* **INSTRUCTIONS TO FOLLOW**
Include in the output the line containing "Each instance receives one keypoint. Mark the woman in grey" and each subsequent line of the records, through the end, transcribed exactly. Add nothing else.

Records from a data source
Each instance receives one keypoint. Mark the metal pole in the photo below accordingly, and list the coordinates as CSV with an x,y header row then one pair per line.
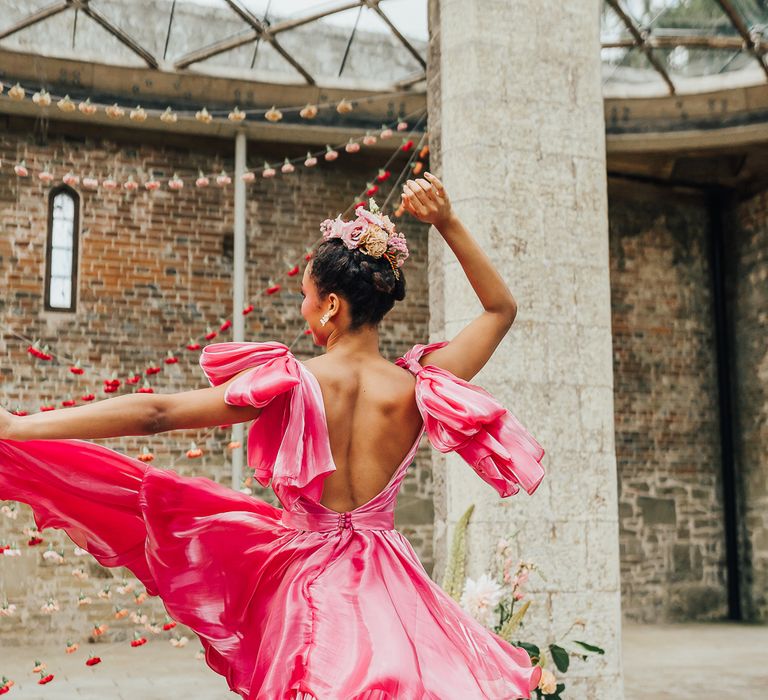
x,y
238,288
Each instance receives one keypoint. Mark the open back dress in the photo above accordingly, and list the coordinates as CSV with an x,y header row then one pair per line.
x,y
299,602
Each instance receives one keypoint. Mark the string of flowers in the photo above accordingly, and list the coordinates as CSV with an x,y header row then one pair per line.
x,y
221,178
137,617
117,111
111,385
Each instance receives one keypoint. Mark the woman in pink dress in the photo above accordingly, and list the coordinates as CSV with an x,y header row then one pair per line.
x,y
322,599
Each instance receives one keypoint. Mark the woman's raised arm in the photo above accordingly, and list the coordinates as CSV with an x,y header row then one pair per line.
x,y
468,352
131,414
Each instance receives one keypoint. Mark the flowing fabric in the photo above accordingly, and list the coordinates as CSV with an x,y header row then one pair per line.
x,y
299,602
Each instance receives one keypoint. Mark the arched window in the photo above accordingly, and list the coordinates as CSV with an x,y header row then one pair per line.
x,y
62,249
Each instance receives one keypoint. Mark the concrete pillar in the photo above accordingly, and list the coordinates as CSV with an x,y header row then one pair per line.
x,y
517,136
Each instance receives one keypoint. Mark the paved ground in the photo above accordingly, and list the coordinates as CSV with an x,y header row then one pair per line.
x,y
671,662
695,662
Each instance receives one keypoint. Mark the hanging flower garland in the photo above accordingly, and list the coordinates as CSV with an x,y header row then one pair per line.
x,y
112,384
221,178
136,113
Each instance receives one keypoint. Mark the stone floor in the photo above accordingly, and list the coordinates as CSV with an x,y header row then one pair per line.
x,y
670,662
695,661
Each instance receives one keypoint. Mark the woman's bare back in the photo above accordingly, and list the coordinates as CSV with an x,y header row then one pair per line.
x,y
373,422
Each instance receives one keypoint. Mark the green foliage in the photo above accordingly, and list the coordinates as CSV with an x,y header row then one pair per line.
x,y
453,581
590,647
560,657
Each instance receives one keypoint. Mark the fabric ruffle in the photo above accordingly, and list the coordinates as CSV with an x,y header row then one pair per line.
x,y
214,555
464,418
287,443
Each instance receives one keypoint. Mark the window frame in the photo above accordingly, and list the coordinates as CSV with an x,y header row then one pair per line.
x,y
52,194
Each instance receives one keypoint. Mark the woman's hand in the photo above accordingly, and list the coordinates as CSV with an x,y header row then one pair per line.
x,y
7,421
427,201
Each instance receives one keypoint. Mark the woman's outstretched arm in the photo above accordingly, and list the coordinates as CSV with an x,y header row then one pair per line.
x,y
468,352
130,414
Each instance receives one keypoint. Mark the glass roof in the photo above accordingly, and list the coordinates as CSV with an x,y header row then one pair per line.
x,y
676,46
648,46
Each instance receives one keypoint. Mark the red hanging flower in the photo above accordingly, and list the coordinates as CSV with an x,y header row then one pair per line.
x,y
194,451
145,456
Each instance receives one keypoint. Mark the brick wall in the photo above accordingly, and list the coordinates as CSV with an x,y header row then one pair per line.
x,y
154,269
666,408
748,293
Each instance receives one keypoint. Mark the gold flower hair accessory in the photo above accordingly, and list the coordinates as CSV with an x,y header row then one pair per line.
x,y
372,233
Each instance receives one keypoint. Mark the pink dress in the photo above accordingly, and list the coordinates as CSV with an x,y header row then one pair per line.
x,y
299,602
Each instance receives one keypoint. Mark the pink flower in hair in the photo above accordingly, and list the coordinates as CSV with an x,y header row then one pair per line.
x,y
372,232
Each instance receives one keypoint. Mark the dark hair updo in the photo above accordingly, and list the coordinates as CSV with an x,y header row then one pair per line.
x,y
368,284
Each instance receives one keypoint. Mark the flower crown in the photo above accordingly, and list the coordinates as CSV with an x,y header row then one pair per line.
x,y
372,233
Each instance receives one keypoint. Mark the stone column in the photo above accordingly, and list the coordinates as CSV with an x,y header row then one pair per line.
x,y
517,136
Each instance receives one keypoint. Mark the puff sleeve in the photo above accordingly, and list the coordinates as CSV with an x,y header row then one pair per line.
x,y
464,418
285,443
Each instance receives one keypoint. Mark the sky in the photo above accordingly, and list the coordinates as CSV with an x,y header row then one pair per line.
x,y
409,16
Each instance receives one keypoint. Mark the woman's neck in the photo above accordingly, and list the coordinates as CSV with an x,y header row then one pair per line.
x,y
363,341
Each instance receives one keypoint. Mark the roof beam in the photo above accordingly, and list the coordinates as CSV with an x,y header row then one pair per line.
x,y
741,26
35,17
115,31
300,21
233,42
374,5
670,41
641,41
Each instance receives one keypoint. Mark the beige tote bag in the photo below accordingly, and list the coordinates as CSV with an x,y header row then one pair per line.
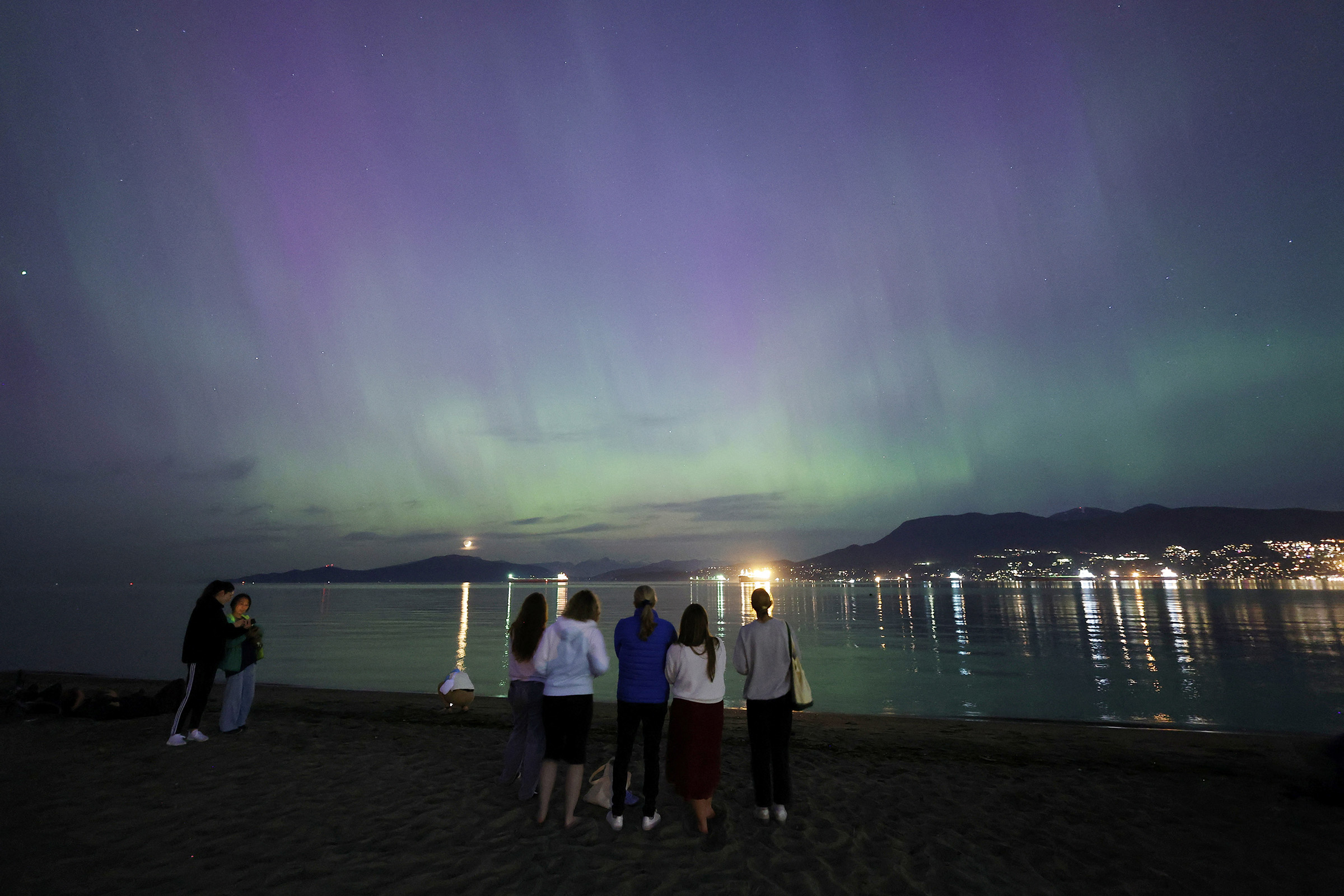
x,y
800,692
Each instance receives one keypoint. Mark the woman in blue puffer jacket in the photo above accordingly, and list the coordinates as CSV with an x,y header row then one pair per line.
x,y
642,702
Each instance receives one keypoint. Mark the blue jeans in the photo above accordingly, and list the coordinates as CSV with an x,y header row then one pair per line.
x,y
528,743
239,693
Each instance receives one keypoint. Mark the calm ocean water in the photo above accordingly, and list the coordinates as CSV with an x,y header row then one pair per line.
x,y
1256,656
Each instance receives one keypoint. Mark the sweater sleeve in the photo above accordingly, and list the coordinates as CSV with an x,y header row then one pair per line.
x,y
545,652
599,662
740,652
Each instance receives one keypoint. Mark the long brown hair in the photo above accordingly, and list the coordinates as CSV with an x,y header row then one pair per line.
x,y
644,600
584,606
696,631
526,632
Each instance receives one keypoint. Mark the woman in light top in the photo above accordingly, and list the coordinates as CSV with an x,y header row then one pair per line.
x,y
240,668
763,656
642,700
694,668
528,743
569,657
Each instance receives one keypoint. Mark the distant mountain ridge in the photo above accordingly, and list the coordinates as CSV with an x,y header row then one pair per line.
x,y
946,540
1148,528
449,567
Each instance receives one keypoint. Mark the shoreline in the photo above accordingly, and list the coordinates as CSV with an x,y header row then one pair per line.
x,y
355,792
7,675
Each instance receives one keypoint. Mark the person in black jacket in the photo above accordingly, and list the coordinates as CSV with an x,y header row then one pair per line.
x,y
202,651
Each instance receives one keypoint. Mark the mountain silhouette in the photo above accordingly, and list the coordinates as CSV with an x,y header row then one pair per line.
x,y
1148,528
449,567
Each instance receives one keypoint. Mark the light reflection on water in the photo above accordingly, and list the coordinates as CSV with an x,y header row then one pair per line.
x,y
1264,656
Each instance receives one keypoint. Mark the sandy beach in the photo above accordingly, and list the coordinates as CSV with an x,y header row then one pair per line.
x,y
335,792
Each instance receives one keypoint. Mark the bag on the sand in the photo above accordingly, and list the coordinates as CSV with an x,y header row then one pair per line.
x,y
800,692
600,794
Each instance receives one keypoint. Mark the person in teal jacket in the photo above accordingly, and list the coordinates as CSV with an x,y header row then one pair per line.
x,y
240,665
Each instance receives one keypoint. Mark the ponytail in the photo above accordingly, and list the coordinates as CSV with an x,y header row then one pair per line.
x,y
644,598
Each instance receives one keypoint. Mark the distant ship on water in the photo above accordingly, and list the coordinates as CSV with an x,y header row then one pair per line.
x,y
558,578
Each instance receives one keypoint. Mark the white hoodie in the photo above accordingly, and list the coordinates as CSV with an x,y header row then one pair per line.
x,y
570,655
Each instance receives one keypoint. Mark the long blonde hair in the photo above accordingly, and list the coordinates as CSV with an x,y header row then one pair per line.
x,y
644,600
584,606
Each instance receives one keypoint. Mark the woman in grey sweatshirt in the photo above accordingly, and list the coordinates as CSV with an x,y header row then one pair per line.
x,y
763,656
570,656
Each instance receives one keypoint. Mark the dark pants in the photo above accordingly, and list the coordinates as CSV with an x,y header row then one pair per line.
x,y
769,726
528,743
629,718
200,679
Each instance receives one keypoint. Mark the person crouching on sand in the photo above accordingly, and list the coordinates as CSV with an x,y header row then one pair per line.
x,y
763,656
570,655
694,668
240,665
642,702
528,742
202,651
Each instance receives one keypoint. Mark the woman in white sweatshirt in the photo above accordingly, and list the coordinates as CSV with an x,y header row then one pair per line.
x,y
696,668
570,656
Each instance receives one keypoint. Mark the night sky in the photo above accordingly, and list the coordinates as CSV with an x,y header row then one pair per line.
x,y
288,284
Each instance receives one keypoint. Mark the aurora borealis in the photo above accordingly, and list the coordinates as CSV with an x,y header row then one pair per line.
x,y
293,284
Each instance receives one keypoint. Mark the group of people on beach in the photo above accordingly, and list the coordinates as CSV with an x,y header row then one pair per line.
x,y
552,671
221,634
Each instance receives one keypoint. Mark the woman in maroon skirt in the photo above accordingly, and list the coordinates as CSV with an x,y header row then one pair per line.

* **OUTPUT BELOW**
Each instance receives one keypoint. Mark the woman in grey sweatshirt in the photo above accordingly, and list the coordinates as CSV with an x,y header row then one pair per line.
x,y
763,656
570,656
Each instance receives one keypoint. Mark the dark pants in the photo above accordingly, and list the coordinates as CSV with an x,y header row then one pair per line.
x,y
769,726
528,743
629,718
200,679
Each instance receives one keypoint. Mark the person crouching on sand in the photo above accordingly, and list the coordinates as CSV with an x,y header row then one pair per line.
x,y
763,656
570,655
694,668
240,665
642,702
528,742
202,651
Each instance receives one keypoint. Mark the woman in white sweatshirt in the photo above accordingly, and list the coordinates as CSV with an x,y header row then one pair per line.
x,y
696,668
570,656
Each instance receives one keypoint. Mark the night sky in the photo above accordingly, and list the coordinates as CSV with an x,y header row then one pair per line.
x,y
288,284
Each instance receives one keypoint. Mark the aurora borealis in the photo above accordingly, and list the coordinates as CSV with an x,y header row then one pair per line.
x,y
293,284
Each instance receives one keypoint. Mark the group of people on beach in the photo above accordingly, and list the coordinates as CSV with an x,y header row then one pair per line.
x,y
552,671
221,634
Each instance receives one keypoint. Mark the woman in maroon skirt in the photo above accordingly, and list the coordinates as CSV with an x,y header row then one pair per line.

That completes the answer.